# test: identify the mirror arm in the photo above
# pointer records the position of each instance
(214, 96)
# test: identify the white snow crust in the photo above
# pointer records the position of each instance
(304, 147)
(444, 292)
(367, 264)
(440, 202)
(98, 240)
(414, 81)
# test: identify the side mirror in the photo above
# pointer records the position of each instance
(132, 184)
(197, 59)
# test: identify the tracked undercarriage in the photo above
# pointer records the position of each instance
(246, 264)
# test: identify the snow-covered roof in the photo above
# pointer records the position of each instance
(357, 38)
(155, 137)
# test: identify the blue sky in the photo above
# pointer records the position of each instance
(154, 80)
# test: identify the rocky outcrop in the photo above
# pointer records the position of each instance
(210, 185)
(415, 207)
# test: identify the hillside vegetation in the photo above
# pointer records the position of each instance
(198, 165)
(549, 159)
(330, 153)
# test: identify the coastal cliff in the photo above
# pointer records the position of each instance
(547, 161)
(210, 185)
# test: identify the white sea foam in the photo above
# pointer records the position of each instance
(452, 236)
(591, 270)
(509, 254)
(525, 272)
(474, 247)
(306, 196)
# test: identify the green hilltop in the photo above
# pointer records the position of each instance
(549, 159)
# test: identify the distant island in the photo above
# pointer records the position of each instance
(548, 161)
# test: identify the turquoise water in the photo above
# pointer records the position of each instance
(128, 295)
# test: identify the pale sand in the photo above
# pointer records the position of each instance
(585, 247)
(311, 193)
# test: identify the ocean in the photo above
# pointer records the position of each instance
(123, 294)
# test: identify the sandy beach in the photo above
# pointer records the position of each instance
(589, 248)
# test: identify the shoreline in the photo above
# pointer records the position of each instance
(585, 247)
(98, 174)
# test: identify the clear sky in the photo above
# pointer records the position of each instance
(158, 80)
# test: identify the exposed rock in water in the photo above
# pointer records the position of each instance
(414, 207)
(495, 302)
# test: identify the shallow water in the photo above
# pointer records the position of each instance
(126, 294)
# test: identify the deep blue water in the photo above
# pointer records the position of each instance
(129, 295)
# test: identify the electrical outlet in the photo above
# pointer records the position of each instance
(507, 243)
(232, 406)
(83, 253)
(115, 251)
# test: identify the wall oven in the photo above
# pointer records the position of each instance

— PROBLEM TO WORK ON —
Copy out all of the records shown above exactly.

— THE REPLY —
# test: identify the mirror arm in the photo above
# pointer records the position of each instance
(214, 96)
# test: identify the white snow crust in the photo above
# pointer records the position of each instance
(304, 147)
(444, 292)
(367, 264)
(440, 202)
(98, 240)
(414, 81)
# test: identify the side mirror in the photo above
# pointer records the position of each instance
(132, 184)
(197, 59)
# test: identify the tracked undercarriage in the photo above
# pointer records the position of each instance
(246, 264)
# test: identify the snow-covered roof in the photo above
# pointer records the position of each instance
(357, 38)
(155, 137)
# test: identify the blue sky in the photo above
# pointer records the position of each instance
(154, 80)
# test: identify the rocky outcrop in the photo above
# pointer records the position of each instance
(210, 185)
(415, 207)
# test: identify the hillside vegetation in the photo above
# pointer records the position of each instance
(198, 165)
(549, 159)
(330, 153)
# test: identify the coastal cliff in the photo above
# pointer records the position of each instance
(547, 161)
(210, 185)
# test: identify the white sea foam in the photo above
# pointer records the position of each instance
(452, 236)
(591, 270)
(509, 254)
(525, 272)
(474, 247)
(306, 196)
# test: identify the green hilltop in the photo above
# pointer records the position of each instance
(549, 159)
# test: identify the distant island in the photo above
# pointer records the position of each instance
(548, 161)
# test: identify the turquoise water in the photo above
# pointer records the position of each instance
(128, 295)
# test: identify the pale sand in the photo above
# pointer records the position of each instance
(585, 247)
(311, 193)
# test: identify the ocean in the photo above
# pointer records the position of each instance
(123, 294)
# test: identify the sandy beach in the photo above
# pointer records the position of each instance
(589, 248)
# test: identify the shoreline in the photo above
# pointer records the position of each instance
(585, 247)
(98, 174)
# test: identify the clear sky in the photo above
# pointer records the position of each instance
(158, 80)
# test: identify the exposed rock in water in the photo above
# pointer records the position of each instance
(414, 207)
(495, 302)
# test: identify the shallow water in the photo above
# pointer records the position of each instance
(126, 294)
# test: identify the deep blue water in the photo above
# pointer records the position of each instance
(129, 295)
# test: identify the electrical outlet in the photo above
# pointer records the position of each instance
(507, 243)
(232, 406)
(83, 253)
(115, 251)
# test: identify the wall oven in the photo above
# pointer records the position of each instance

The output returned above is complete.